JAKARTA, BGNNEWS.CO.ID – Para pelaku usaha industri hilir sawit mendukung pemerintah untuk mewujudkan target pertumbuhan ekonomi sebesar 8 persen dan percepatan swasembada pangan serta energi.
Ada dua kunci dari sisi industri sawit dalam mendukung target pemerintahan Prabowo tersebut, yakni mengoptimalkan kerja sama internasional seperti BRICS dan mendorong investasi di sektor hilirisasi sawit sebagai upaya untuk mempercepat swasembada pangan.
''Pertama, kerja sama ekonomi bilateral Indonesia yang saat ini dengan 9-10 negara, tetapi produk sawit secara keseluruhan belum banyak dimanfaatkan dalam kerja sama bilateral ini. Karena ada beberapa insentif yang barangkali belum diketahui oleh dunia usaha di Indonesia,'' kata Sekretaris Jenderal Asosiasi Produsen Oleochemical Indonesia (APOLIN), Rapolo Hutabarat di Jakarta, kemarin.

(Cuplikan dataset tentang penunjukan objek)
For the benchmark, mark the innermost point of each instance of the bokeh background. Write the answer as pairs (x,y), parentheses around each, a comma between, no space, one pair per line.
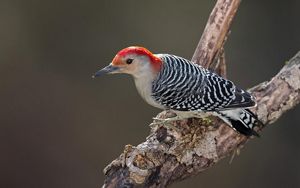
(60,128)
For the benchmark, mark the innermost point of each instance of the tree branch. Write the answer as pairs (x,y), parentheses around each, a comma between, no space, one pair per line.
(170,155)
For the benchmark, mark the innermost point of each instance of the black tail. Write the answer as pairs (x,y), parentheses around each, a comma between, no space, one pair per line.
(241,120)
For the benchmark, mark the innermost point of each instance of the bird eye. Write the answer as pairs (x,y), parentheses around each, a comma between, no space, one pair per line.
(129,61)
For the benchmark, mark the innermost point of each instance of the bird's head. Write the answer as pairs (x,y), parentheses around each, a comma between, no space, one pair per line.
(134,60)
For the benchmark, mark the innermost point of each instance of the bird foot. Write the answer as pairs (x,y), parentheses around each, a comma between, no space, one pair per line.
(166,122)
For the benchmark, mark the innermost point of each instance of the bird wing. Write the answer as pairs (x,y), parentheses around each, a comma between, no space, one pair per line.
(185,86)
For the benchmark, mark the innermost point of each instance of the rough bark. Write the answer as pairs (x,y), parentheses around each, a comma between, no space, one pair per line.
(173,154)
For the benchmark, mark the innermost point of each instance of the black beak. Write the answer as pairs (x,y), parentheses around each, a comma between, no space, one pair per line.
(106,70)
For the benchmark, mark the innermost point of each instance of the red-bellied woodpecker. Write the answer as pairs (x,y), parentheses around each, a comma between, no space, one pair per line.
(171,82)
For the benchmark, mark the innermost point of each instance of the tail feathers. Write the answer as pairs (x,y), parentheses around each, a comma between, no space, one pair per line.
(241,120)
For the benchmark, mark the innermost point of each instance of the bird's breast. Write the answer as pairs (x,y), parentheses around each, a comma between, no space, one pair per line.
(144,88)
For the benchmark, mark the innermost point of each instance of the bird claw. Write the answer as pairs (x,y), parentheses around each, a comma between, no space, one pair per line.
(165,122)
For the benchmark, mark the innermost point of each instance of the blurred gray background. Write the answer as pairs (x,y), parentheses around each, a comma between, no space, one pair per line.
(60,128)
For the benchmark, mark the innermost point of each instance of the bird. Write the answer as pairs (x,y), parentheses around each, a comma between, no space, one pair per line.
(170,82)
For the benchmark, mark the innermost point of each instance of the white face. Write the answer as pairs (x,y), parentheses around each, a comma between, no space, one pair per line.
(133,64)
(137,61)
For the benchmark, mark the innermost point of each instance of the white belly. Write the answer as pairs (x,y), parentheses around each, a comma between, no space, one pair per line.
(144,88)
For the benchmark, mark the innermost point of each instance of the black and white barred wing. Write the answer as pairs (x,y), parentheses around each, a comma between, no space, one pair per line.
(177,82)
(226,94)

**TANTANGAN 1**
Tuliskan ulang bagian berita sawit mulai dari "Ada dua kunci" sampai dengan "di Jakarta, kemarin." tanpa mengubah apa pun.
**TANTANGAN 2**
Tunjukkan setiap baris dalam daftar yang memuat kata "wing".
Berita sawit dan daftar ini tidak ada hubungannya satu sama lain.

**HASIL 1**
Ada dua kunci dari sisi industri sawit dalam mendukung target pemerintahan Prabowo tersebut, yakni mengoptimalkan kerja sama internasional seperti BRICS dan mendorong investasi di sektor hilirisasi sawit sebagai upaya untuk mempercepat swasembada pangan.
''Pertama, kerja sama ekonomi bilateral Indonesia yang saat ini dengan 9-10 negara, tetapi produk sawit secara keseluruhan belum banyak dimanfaatkan dalam kerja sama bilateral ini. Karena ada beberapa insentif yang barangkali belum diketahui oleh dunia usaha di Indonesia,'' kata Sekretaris Jenderal Asosiasi Produsen Oleochemical Indonesia (APOLIN), Rapolo Hutabarat di Jakarta, kemarin.

**HASIL 2**
For the benchmark, mark the innermost point of each instance of the bird wing. Write the answer as pairs (x,y), parentheses around each, a comma between, no space, one pair per line.
For the benchmark, mark the innermost point of each instance of the black and white barred wing. Write the answer as pairs (x,y), parentheses around each, a comma between, no space, one pair per line.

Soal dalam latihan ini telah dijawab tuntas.